Stated problem: How many lines in the data below contain the word "white"? Give only the number.

Data for this exercise:
++++++

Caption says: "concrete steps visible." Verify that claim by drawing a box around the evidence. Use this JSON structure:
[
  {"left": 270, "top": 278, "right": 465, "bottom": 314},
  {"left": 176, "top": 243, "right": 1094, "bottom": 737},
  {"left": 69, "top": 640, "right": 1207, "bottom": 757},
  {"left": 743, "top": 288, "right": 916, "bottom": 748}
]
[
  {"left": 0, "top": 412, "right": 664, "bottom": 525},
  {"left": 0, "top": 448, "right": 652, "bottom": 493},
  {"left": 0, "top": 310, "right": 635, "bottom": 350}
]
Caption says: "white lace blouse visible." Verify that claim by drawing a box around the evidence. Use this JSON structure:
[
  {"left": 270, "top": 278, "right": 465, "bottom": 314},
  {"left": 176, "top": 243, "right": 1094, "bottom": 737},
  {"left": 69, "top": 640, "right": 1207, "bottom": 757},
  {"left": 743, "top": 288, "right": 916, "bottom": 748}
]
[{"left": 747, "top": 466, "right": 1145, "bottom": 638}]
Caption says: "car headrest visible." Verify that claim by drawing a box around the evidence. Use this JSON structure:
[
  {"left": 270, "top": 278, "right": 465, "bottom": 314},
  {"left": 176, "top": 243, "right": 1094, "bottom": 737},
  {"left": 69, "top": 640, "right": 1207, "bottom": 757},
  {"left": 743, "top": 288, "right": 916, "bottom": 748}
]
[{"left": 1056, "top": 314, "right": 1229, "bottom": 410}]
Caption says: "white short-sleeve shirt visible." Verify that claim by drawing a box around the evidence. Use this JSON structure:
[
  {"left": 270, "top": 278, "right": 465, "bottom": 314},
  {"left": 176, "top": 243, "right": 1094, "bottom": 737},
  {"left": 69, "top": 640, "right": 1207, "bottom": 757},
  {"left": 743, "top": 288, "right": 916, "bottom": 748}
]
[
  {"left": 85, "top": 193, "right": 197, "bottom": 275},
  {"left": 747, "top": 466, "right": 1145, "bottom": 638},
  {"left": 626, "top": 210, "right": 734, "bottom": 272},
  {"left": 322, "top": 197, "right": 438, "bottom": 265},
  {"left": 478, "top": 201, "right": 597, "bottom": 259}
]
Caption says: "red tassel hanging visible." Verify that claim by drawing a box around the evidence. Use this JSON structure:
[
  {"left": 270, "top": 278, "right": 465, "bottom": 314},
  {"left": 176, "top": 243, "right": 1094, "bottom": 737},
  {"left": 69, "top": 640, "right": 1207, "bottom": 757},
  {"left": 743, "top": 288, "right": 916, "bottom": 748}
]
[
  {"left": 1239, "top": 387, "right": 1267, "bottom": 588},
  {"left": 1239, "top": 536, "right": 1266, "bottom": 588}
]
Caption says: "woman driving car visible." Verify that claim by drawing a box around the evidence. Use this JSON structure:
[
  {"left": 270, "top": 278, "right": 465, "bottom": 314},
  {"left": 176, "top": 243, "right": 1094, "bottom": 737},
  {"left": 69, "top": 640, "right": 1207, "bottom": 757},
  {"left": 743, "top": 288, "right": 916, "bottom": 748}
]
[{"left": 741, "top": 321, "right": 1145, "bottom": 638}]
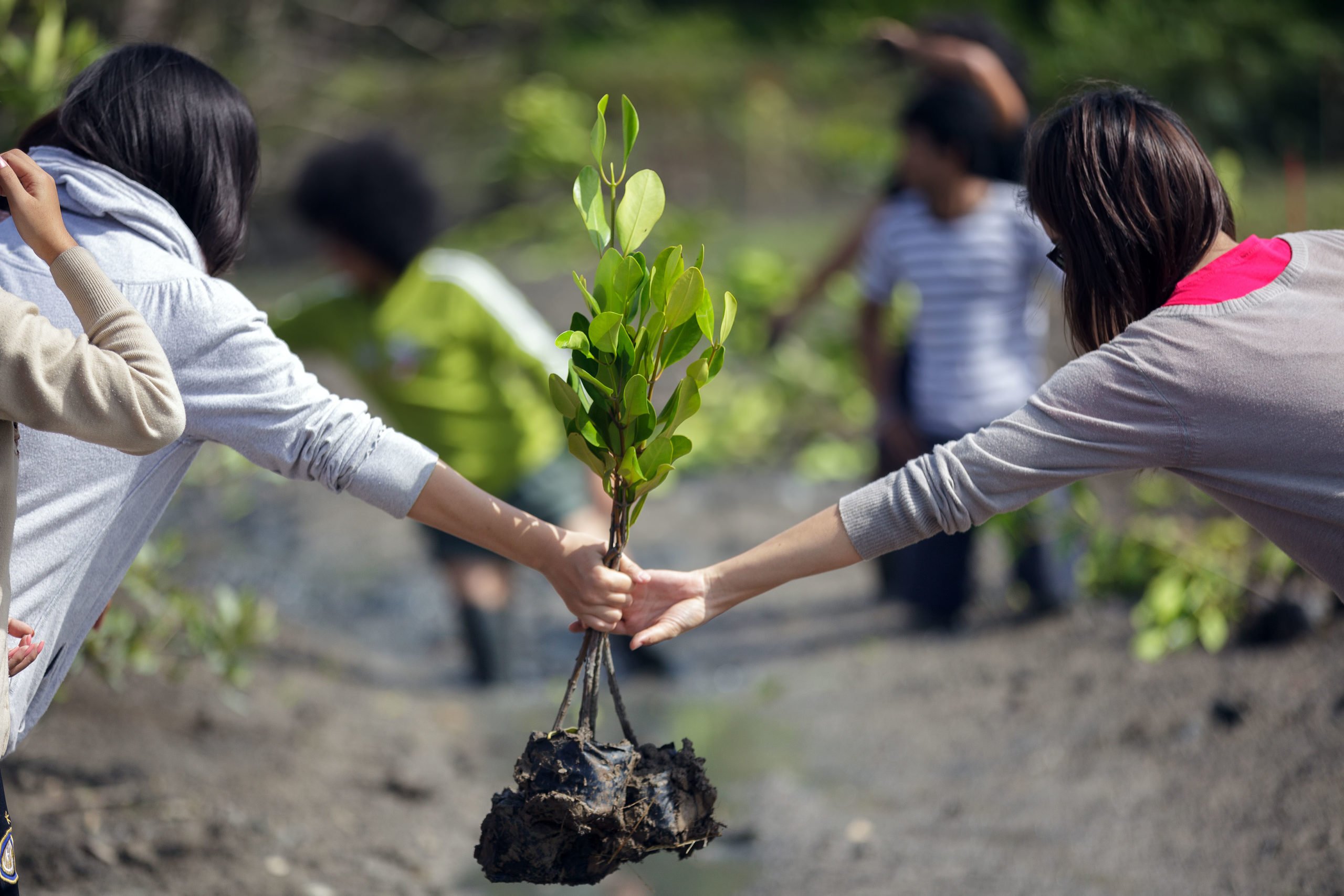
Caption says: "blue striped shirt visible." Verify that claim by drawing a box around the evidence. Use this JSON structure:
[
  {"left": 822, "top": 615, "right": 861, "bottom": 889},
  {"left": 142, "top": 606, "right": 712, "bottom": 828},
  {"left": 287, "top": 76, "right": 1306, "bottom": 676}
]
[{"left": 859, "top": 181, "right": 1055, "bottom": 438}]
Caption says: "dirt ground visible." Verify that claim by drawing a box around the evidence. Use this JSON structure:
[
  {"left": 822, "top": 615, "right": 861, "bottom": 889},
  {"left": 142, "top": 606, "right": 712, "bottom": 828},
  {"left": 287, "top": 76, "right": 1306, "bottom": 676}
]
[{"left": 4, "top": 477, "right": 1344, "bottom": 896}]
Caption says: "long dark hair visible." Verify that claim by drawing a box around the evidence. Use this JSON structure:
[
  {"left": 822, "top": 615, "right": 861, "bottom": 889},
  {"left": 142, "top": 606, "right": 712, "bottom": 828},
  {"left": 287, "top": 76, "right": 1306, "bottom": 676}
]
[
  {"left": 1027, "top": 86, "right": 1236, "bottom": 352},
  {"left": 20, "top": 43, "right": 261, "bottom": 276}
]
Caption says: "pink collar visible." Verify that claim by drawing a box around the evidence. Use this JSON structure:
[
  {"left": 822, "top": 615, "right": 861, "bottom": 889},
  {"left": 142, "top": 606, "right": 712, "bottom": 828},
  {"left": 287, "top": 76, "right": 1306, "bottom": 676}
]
[{"left": 1166, "top": 234, "right": 1293, "bottom": 305}]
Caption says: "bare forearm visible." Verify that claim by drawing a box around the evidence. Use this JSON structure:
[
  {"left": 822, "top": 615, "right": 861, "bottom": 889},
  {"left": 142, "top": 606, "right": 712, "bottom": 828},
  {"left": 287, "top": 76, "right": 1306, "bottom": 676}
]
[
  {"left": 410, "top": 461, "right": 564, "bottom": 570},
  {"left": 704, "top": 505, "right": 862, "bottom": 615}
]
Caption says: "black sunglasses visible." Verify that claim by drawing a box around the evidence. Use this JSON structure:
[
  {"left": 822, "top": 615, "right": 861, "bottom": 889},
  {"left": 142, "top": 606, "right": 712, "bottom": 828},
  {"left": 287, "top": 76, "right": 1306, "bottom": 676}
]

++++++

Response: 2